Pointing dataset excerpts
○ ○ ○ ○ ○

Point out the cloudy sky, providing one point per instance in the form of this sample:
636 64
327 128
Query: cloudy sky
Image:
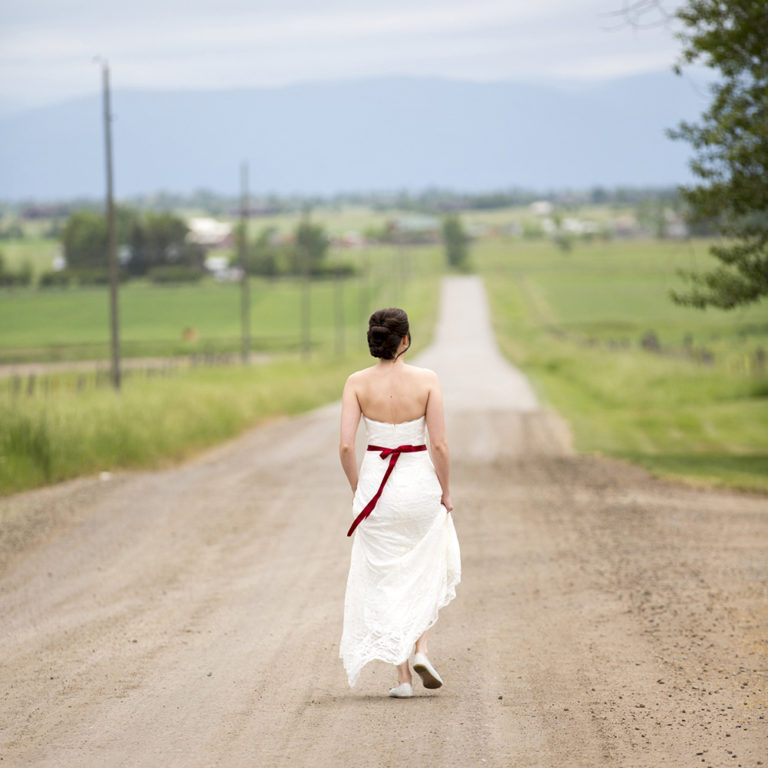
47 46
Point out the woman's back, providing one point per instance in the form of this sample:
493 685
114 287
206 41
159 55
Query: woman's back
393 393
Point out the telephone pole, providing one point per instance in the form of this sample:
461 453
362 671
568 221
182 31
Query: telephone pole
111 239
245 293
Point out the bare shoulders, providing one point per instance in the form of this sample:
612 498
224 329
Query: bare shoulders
393 394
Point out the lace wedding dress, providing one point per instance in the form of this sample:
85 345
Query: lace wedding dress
405 561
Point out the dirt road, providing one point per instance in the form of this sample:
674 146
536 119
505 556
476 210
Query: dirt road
191 617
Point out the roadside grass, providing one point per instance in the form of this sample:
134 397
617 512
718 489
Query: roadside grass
573 323
61 432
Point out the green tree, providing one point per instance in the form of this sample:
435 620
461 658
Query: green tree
84 239
455 241
311 247
731 146
160 240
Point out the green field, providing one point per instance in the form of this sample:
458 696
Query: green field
696 409
69 324
63 430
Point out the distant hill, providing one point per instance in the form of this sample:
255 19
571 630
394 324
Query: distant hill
384 133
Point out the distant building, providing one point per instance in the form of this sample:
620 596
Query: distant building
210 233
542 208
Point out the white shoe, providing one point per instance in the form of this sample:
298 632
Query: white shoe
403 691
426 671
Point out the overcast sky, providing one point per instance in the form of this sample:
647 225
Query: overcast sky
47 46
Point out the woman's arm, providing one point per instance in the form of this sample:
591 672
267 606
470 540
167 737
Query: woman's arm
437 439
350 418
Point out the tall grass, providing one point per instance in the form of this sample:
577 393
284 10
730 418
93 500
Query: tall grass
60 432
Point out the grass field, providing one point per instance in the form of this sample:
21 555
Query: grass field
573 322
72 324
62 432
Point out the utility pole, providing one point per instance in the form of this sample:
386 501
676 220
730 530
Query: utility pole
111 239
306 328
245 294
339 306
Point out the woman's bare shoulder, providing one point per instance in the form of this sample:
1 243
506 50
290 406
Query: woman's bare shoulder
426 374
359 376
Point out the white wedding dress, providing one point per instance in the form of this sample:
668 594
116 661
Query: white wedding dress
405 561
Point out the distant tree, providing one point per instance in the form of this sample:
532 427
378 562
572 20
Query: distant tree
455 241
152 240
311 247
731 145
263 255
84 238
160 239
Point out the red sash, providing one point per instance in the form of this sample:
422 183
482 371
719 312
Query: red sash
394 454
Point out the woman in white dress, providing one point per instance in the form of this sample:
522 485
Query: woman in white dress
405 562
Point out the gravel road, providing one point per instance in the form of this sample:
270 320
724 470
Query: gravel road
191 616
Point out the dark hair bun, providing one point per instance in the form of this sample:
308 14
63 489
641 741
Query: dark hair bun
386 327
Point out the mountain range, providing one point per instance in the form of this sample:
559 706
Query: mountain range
375 134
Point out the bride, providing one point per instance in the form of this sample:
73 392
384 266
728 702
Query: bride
405 563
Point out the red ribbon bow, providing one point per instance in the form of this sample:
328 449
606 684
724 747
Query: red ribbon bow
394 455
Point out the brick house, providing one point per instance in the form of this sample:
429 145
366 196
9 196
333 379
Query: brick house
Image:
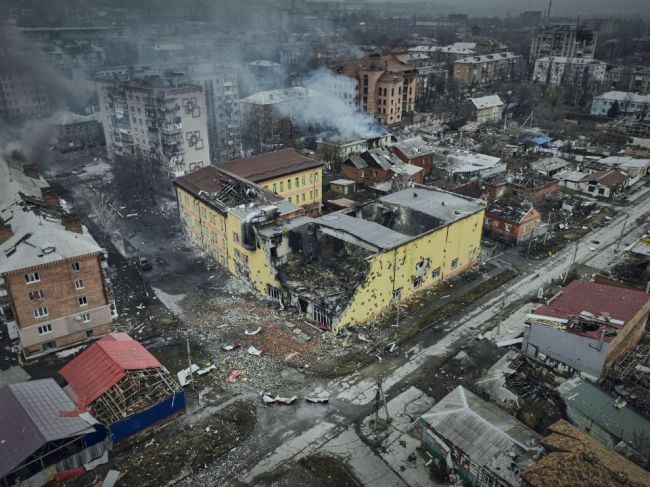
377 166
54 288
511 223
415 151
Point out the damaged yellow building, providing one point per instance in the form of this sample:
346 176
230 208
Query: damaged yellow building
339 269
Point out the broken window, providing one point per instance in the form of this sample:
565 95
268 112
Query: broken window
273 292
319 315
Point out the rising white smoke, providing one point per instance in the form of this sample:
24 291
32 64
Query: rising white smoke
329 112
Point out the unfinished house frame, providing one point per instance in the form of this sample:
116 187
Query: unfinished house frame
123 385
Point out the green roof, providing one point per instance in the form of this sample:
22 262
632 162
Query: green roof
597 405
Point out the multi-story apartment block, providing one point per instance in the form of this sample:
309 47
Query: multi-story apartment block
286 173
162 116
386 86
629 104
222 104
487 69
332 268
560 71
631 78
563 40
54 285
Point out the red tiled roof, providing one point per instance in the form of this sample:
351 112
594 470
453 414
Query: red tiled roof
270 165
618 303
104 364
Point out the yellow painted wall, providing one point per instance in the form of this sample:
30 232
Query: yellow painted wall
395 269
308 191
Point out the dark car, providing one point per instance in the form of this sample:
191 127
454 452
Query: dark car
144 264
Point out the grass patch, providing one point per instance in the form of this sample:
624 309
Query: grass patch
330 471
453 306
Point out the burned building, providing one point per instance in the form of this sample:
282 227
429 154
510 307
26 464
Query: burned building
349 266
587 328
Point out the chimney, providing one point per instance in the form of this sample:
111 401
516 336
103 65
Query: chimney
50 196
72 223
5 233
31 171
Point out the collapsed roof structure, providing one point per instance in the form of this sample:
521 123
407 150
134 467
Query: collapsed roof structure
116 378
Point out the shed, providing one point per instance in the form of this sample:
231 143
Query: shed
123 385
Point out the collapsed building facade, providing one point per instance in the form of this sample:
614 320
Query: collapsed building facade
340 269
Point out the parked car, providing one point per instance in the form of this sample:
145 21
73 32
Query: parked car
144 264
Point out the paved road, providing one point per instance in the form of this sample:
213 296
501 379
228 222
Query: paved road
358 390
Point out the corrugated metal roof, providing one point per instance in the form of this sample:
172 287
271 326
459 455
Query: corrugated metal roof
618 303
597 405
31 417
104 364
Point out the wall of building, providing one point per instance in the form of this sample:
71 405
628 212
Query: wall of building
304 188
578 352
418 264
61 298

○ ○ ○ ○ ○

Work to do - Pictures are excluded; copy every other part of the records exactly.

The reply -
Point out the cloudy sky, providing one point per instance in the form of this sample:
636 64
327 128
Query: cloudy sky
Image:
47 46
Point out the woman's back, providing one point per instance in the form of this sample:
493 685
114 287
206 41
159 55
Query: woman's back
393 393
Point out the telephone pole, providing one point per instance in the form of this sample:
461 453
362 671
568 221
182 31
Query: telephone pole
111 239
245 293
Point out the bare shoulders, providing one point per instance in the form of this sample:
612 498
224 329
Query: bare shoulders
393 394
Point out the lace wedding dress, providing one point per instance in the form of this sample:
85 345
Query: lace wedding dress
405 561
Point out the dirt road, providing one point per instance in the form of this sample:
674 146
536 119
505 556
476 210
Query: dirt road
191 617
Point out the roadside grass, providing one point per instance in the form of this sample:
134 397
617 512
718 489
Query: roadside grass
573 323
61 432
Point out the green tree, providing one point per instance in the form of this sample:
435 620
461 658
Query: green tree
84 239
455 241
311 247
731 146
160 240
Point out the green field, providing one point per instance in the form of this sample:
458 696
Query: green field
696 409
69 324
63 430
Point out the distant hill, providing one point per instance in the form of this sample:
255 19
571 630
394 324
Query: distant hill
384 133
Point out the distant building, providing one point per instance in the form of this sample:
620 596
Query: distant building
210 233
542 208
Point out the white shoe, providing one point per instance in the form of this sample:
298 632
Query: white shoe
403 691
426 671
Point out the overcast sky, providing one point per instance in the form of this sample:
647 225
Query: overcast sky
47 46
Point out the woman's arm, providing one point per instance in the form of this sample:
591 672
267 606
470 540
167 737
Query: woman's arm
437 439
350 418
Point out the tall grass, providing one point per instance in the form of this sample:
577 393
284 10
730 418
93 500
Query: tall grass
60 432
Point out the grass field, providing one point per instance in the form of this sample:
21 555
Query: grass field
573 322
72 324
62 432
Point out the utility pole, providing one point per instance in the form of this sample:
386 501
676 220
730 530
Query: utility pole
111 239
306 328
245 294
339 306
Point out the woman's bare shoulder, providing one point per instance in the form of this sample:
1 243
506 50
290 406
Query: woman's bare shoulder
426 374
359 376
Point out the white wedding dress, providing one point per instance in the form of this sample:
668 594
116 661
Query: white wedding dress
405 561
Point out the distant tree, providing one point per instance in the form of this sample:
532 427
378 562
572 20
Query: distant tree
455 241
152 240
311 247
731 145
263 255
84 238
160 239
Point out the red sash, providing one point per instance in the form of this sample:
422 183
482 371
719 312
Query: red sash
394 454
Point out the woman in white dress, providing one point per instance in the form of this sample:
522 485
Query: woman in white dress
405 562
Point out the gravel road, providing one point per instance in the form of this sample:
270 320
724 470
Query: gravel road
191 616
Point out the dark hair bun, providing one point per instance in the form of this sample:
308 14
63 489
641 741
Query: dark hair bun
386 327
Point out the mountain range, providing one point per instance in the form of this sample:
559 706
Query: mountain range
375 134
Point out the bride, providing one point per instance in the form of this sample:
73 392
384 266
728 702
Query: bride
405 563
Point out the red ribbon bow, providing one point per instance in the form of this sample:
328 449
606 684
724 747
Query: red ribbon bow
394 455
Point out the brick house, providing one point per instance in the form of this sample:
429 145
366 196
9 196
333 379
Query: brick house
Image:
377 166
54 288
511 223
415 151
Point out the damaged yellow building, providing one point per instance in the form of this sample:
346 176
230 208
Query: damaged yellow building
339 269
Point out the broken window, providing one point per instance in the form of this sample:
565 95
268 112
Query: broken window
273 292
319 315
Point out the rising white smoke, providing one point per instance in the form of this sample:
24 291
32 64
Query: rising white smoke
329 112
Point out the unfinished house frame, providing one point per instance in the form of this sample:
116 187
Query: unfinished house frame
123 385
Point out the green roof, providing one point per instance in the form of this sample:
22 262
632 162
Query: green roof
597 405
Point out the multi-story apartment block, providing one point per instance in the form of this sample:
309 47
Query: multi-story apartment block
286 173
162 116
386 86
629 104
222 104
487 69
332 268
560 71
631 78
563 40
54 285
Point out the red tiled roof, providing one point per instance in the form of this sample:
351 112
594 470
453 414
Query: red tiled roof
270 165
618 303
104 364
Point out the yellow painted wall, providing one point per instance in the form of this sample:
30 232
Query: yellow painted wall
395 269
308 191
Point out the dark car, providing one point per instance in the form of this sample:
191 127
454 452
Query: dark car
144 264
Point out the grass patch, providing one point per instance in the form of this sample:
624 309
Query: grass patch
330 471
453 306
Point out the burned building, providing one point per instance in the form of this sample:
282 227
429 154
510 307
26 464
Query: burned building
349 266
587 328
Point out the chimney, providing one point per instance in the form of this sample:
111 401
516 336
103 65
Query: chimney
50 196
72 223
5 233
31 171
Point out the collapsed roof structure, providing one point per instance in the form of this sample:
521 123
407 150
134 467
Query: collapsed roof structure
116 378
Point out the shed, providing one point per instance in the form of this sample:
231 143
Query: shed
123 385
Point out the collapsed building facade, providing one point per instance in the form of this sample:
614 320
Query: collapsed building facade
340 269
Point out the parked car, providing one point per instance in the form of this sample:
145 21
73 32
Query: parked car
144 264
Point out the paved road, providing one point per instance in the form of this sample:
213 296
501 379
228 222
Query: paved road
358 390
Point out the corrugated metal roof, providing one point per instance in the form of this sample:
172 287
271 326
459 455
Query: corrugated metal roof
618 303
597 405
31 417
104 364
Point out the wall of building, providing one point per instance in the form of this sample:
71 405
628 212
Query: wall of building
304 188
578 352
418 264
61 298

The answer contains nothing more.